(Records contained in a dataset)
═══

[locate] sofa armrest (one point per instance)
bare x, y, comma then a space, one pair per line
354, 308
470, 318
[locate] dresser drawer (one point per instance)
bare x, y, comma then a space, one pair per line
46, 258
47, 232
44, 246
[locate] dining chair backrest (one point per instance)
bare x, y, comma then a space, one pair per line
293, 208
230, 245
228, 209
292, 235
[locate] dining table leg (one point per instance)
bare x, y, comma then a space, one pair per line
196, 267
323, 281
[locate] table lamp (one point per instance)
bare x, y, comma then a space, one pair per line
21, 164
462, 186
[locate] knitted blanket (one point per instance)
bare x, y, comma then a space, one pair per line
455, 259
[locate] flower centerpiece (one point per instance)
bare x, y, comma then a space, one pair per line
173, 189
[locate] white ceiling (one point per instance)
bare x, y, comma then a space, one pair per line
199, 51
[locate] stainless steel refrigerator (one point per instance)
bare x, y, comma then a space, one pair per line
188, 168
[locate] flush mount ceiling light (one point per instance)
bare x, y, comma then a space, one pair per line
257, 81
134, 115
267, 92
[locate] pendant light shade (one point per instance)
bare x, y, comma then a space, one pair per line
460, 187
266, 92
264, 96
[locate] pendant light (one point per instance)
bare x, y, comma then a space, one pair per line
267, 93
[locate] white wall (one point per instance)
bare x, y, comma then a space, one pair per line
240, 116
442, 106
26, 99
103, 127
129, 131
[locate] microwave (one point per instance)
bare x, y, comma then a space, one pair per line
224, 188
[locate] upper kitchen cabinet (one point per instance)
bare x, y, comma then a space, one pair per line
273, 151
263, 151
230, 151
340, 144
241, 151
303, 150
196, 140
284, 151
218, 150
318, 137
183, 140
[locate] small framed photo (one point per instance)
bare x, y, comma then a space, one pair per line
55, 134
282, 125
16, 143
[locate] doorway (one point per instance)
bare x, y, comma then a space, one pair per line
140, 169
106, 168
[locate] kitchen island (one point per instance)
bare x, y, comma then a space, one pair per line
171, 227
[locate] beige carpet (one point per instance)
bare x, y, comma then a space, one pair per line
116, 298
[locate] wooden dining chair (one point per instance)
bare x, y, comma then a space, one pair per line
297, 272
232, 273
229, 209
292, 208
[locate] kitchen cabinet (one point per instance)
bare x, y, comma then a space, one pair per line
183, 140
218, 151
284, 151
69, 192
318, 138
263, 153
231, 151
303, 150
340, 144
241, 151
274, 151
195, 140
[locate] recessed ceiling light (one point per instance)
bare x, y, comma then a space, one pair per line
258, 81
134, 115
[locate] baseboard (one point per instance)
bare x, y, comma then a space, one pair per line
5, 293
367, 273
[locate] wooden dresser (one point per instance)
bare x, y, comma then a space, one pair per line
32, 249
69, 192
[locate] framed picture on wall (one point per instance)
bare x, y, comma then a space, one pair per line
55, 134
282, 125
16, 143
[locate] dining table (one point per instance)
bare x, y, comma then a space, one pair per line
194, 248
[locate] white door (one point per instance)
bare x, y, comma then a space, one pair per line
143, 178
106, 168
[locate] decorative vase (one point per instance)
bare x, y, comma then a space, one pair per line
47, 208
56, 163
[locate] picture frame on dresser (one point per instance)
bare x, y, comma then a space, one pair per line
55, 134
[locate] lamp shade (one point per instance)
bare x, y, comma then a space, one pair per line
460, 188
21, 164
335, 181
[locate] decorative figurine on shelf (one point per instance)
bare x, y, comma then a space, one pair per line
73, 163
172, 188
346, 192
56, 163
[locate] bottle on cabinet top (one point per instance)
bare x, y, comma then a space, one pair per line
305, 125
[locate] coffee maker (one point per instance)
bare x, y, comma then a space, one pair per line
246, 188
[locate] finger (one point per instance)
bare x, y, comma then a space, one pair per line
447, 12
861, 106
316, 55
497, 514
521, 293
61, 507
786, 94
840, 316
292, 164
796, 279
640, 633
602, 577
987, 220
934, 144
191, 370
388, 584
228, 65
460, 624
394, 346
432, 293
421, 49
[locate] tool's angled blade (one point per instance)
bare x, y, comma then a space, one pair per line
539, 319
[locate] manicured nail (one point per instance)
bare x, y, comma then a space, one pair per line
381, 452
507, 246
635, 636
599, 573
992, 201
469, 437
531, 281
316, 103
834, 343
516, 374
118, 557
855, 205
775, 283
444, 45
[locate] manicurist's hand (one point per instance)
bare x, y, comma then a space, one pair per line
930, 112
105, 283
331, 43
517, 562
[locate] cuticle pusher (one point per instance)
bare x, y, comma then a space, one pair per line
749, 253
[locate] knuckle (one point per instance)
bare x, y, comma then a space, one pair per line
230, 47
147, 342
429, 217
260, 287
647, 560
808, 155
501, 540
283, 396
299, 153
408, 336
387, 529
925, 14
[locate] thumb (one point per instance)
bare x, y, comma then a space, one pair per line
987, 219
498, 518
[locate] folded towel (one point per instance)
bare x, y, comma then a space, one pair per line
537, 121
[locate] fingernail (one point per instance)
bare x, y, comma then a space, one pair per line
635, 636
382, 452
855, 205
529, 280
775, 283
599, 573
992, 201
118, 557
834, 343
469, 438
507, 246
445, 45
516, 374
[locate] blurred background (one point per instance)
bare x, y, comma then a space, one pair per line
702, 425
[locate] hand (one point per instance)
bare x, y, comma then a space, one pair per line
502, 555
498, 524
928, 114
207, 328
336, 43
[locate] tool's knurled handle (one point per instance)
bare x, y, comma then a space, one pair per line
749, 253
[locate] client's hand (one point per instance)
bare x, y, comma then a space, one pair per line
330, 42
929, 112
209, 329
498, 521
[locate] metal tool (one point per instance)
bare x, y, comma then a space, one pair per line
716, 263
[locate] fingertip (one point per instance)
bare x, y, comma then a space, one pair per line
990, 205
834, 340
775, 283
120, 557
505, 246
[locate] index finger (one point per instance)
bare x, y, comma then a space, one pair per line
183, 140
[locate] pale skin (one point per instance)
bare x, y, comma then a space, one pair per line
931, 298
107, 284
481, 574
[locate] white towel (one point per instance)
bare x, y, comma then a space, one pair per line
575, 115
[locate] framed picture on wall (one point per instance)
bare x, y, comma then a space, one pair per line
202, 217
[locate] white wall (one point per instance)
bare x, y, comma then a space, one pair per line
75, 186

═══

• [Problem requirements]
Check each line above for the string "dining" and copy every line that has it.

• [Response below]
[locate] dining chair backrest (one point per instance)
[locate] dining table leg (one point per instance)
[locate] wooden dining chair (one point per instance)
[locate] dining table (one point per instance)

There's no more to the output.